What is required: Report every line of the records below that contains the word "spoon", copying each line in full. Case counts.

Source material:
________

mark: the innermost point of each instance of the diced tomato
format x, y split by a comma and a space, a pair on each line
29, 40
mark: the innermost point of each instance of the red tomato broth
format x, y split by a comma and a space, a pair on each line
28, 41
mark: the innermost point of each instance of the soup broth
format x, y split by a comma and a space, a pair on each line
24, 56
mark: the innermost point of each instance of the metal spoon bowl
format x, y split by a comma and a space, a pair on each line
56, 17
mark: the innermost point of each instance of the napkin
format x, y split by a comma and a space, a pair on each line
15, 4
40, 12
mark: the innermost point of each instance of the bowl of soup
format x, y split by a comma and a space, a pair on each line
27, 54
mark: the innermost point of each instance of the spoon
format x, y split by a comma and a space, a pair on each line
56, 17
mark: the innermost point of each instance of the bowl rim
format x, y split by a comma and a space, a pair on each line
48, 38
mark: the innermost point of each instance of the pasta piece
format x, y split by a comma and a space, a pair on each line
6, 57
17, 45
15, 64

________

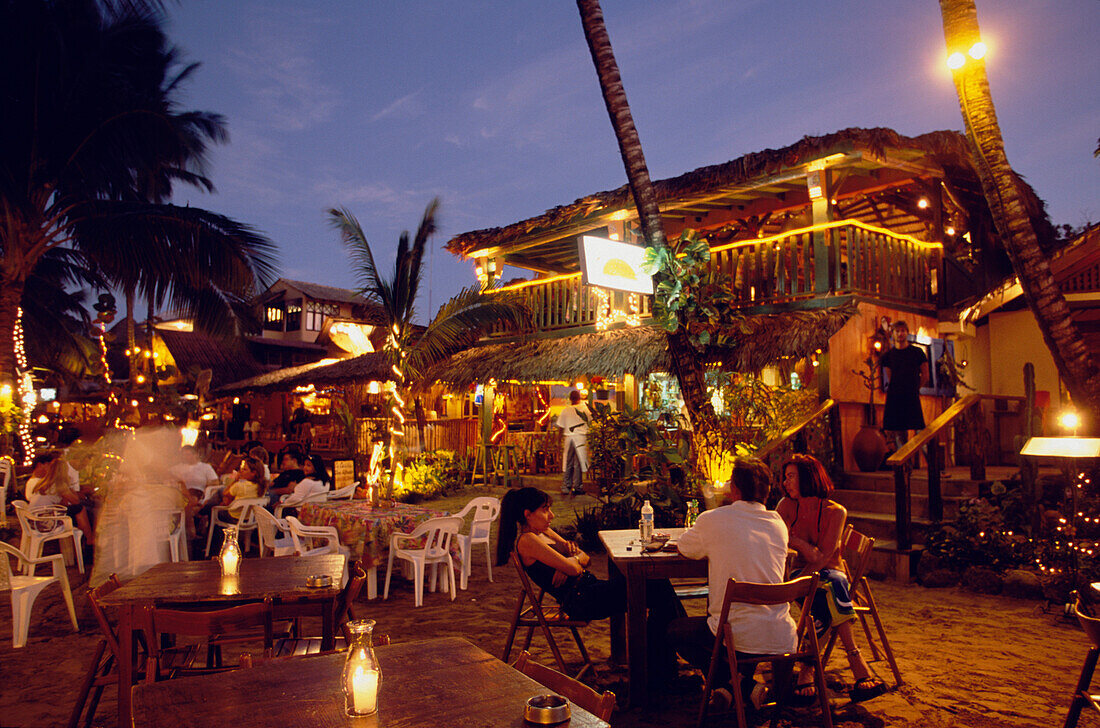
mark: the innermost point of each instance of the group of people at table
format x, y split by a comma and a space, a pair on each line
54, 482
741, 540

________

Solution to this problem:
mark: the innermost point of each instance of the metal spoon bowl
mark: the innermost point of each instance of the spoon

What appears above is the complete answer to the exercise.